- _WHAT THE TASK ASKS_: Pictures do not belong in the copy. Return all of the entries exactly.
*** Begin section ***
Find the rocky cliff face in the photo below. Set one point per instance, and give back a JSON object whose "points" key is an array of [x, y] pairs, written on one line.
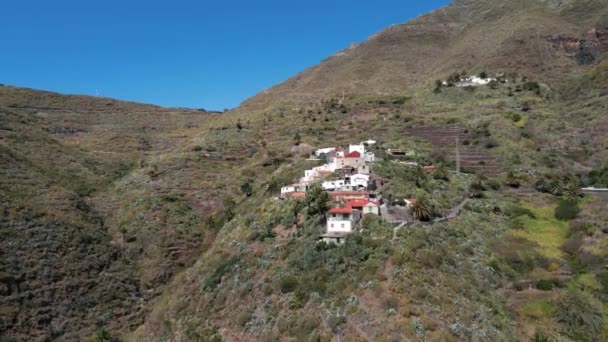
{"points": [[585, 49], [541, 39]]}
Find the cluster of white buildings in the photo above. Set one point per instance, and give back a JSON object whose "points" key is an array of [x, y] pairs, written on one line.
{"points": [[347, 177], [349, 169]]}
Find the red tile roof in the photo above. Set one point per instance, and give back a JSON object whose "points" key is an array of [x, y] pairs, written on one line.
{"points": [[296, 194], [349, 193], [360, 203]]}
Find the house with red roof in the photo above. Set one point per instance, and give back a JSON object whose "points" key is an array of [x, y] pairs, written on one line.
{"points": [[344, 196], [353, 159], [342, 219], [365, 206]]}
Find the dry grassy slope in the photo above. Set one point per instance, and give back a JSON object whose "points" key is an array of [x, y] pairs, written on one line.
{"points": [[509, 36]]}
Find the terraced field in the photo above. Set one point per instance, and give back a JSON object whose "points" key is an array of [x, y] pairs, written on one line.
{"points": [[471, 158]]}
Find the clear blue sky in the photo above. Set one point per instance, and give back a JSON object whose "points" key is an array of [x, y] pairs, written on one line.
{"points": [[208, 53]]}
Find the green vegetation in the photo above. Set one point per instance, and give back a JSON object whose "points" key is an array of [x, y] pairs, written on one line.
{"points": [[566, 210], [581, 316], [543, 228]]}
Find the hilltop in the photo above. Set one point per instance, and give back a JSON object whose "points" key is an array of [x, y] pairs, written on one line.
{"points": [[546, 40]]}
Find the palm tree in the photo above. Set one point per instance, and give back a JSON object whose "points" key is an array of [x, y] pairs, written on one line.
{"points": [[419, 176], [572, 192], [246, 188], [513, 179], [317, 200], [477, 187], [422, 209], [297, 206], [273, 187]]}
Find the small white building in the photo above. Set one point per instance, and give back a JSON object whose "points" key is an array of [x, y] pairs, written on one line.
{"points": [[327, 150], [356, 148], [369, 142], [358, 180], [365, 206], [342, 220], [298, 187], [334, 185], [474, 81]]}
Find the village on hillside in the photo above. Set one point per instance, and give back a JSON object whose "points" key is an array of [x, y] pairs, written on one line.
{"points": [[347, 176]]}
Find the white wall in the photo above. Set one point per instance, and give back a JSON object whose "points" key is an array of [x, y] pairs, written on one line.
{"points": [[358, 148]]}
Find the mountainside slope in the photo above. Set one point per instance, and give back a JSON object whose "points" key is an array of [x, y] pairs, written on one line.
{"points": [[63, 271], [538, 38], [147, 223]]}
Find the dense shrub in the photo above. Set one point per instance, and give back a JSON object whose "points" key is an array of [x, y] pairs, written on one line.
{"points": [[566, 210], [531, 86], [223, 268], [580, 316], [545, 284], [587, 228], [599, 177], [517, 211]]}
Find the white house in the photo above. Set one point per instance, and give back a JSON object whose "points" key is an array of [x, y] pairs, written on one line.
{"points": [[317, 172], [365, 206], [358, 180], [334, 185], [368, 142], [327, 150], [356, 148], [298, 187], [474, 81], [353, 159]]}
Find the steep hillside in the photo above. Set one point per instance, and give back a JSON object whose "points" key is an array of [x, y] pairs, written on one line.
{"points": [[542, 39], [63, 271]]}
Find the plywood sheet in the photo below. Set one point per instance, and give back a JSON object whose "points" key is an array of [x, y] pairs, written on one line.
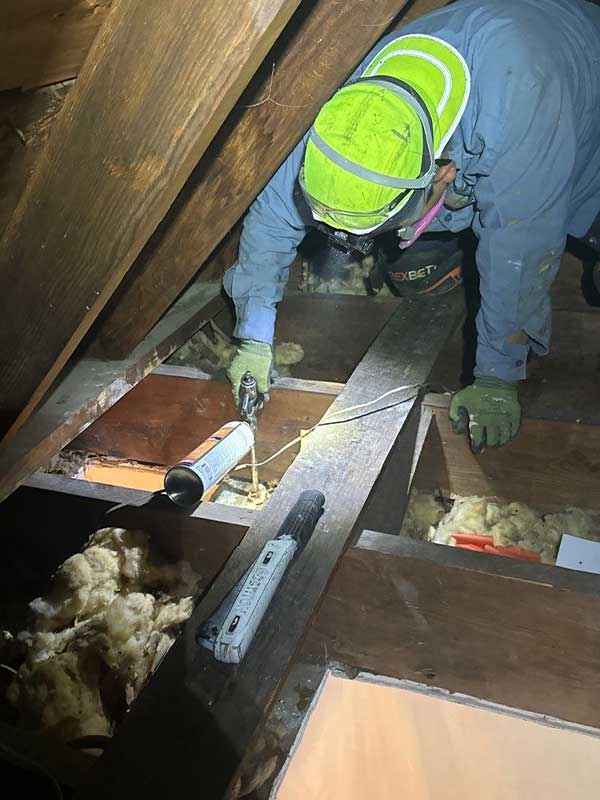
*** End section ***
- _THE ANSWER_:
Find the rocky cliff face in the photo below. Set one point per instance, and give back a JSON object whose "points" key is an array of [x, y] pairs, written on one line.
{"points": [[585, 49], [541, 39]]}
Find the cluster of white buildings in the photo above. Set one point per instance, and give back a JSON object whose "points" key is an array of [x, y] pairs, written on one line.
{"points": [[347, 177], [349, 169]]}
Find the red tile roof in the photo above. Set one point per instance, and give back a JSON object whose "points" key is an array of [x, y] pairs, written on one line.
{"points": [[296, 194], [349, 193], [360, 203]]}
Find the house with red roof in the photo above. Set one point per instance, and give back a JSON object whose "points" key is an array of [x, y] pairs, written on one line.
{"points": [[344, 196], [353, 159], [342, 219], [365, 206]]}
Find the dry grassy slope in the photo above. Set one point per instance, and give back a JSON object whose "points" key is an array of [x, y] pairs, written on one line.
{"points": [[509, 36]]}
Find the terraced field in the photo above. Set one point per instance, and give back a JSON object whose "points" key is an array of [x, y] pairs, written on one line.
{"points": [[471, 158]]}
Find the clear blue sky in the photo above. Set one point per instance, and give back a JSON object whose "points" key is an array of [x, y] pairs, written on one line.
{"points": [[208, 53]]}
Find the green vegetation in the photo above. Set one point per instance, and give back a JSON object whose "points" key is an array of [x, y] pairs, written on one line.
{"points": [[566, 210], [581, 316], [543, 228]]}
Find the hilltop in the photo above. Set one point per instance, and give back a JSON object whose "points" key is an array of [x, y] pairs, written on one line.
{"points": [[546, 40]]}
Find the palm tree in the photo above. Set one point per instance, and give back a JSON object whose "points" key is an array of [x, y] pairs, written on one line.
{"points": [[419, 176], [572, 192], [246, 188], [513, 179], [317, 200], [477, 187], [422, 209], [297, 206], [273, 187]]}
Find the small white building in the photo above. Set one point per instance, and give back a JSON object whose "points" key is an array of [x, y] pairs, written on one line.
{"points": [[327, 150], [356, 148], [369, 142], [358, 180], [365, 206], [342, 220], [298, 187], [334, 185], [474, 81]]}
Find the village on hillside in the photo above. Set one point per instance, and give back a JSON object whose "points" key is an array of [x, y] pairs, written on one line.
{"points": [[347, 176]]}
Find the white wall in the photo above. Set one point per instance, and give back a JSON object whose "points" key is an array of [x, y] pairs, written on one line.
{"points": [[358, 148]]}
Find the mountainside slope in the photo above. Set one point per instance, and give back a JSON object whose "points" key is an array of [x, y] pairs, written on one line.
{"points": [[63, 271], [538, 38], [147, 223]]}
Find the dense shrub in the photo above. Set one point per instance, and give back a JSON object whose "points" key is an array of [x, y] pairs, written on one line.
{"points": [[566, 210], [531, 86], [223, 268], [580, 316], [545, 284], [587, 228], [599, 177], [517, 211]]}
Find the white house in the photo above. Set one point per instance, and give back a JSON object whose "points" key is an array of [x, y] pairs, written on one line.
{"points": [[317, 172], [365, 206], [358, 180], [334, 185], [368, 142], [327, 150], [356, 148], [298, 187], [474, 81], [353, 159]]}
Find the steep hillside in the photo above. Set one point per instance, and give back a JSON object whose "points" key is an array of [x, y] pairs, written on one line.
{"points": [[542, 39], [63, 271]]}
Find the plywood sheet in the photo below. Set one point per instance, and give back a JSON object whose "points" key is an array of [x, y] pairs, written on one line.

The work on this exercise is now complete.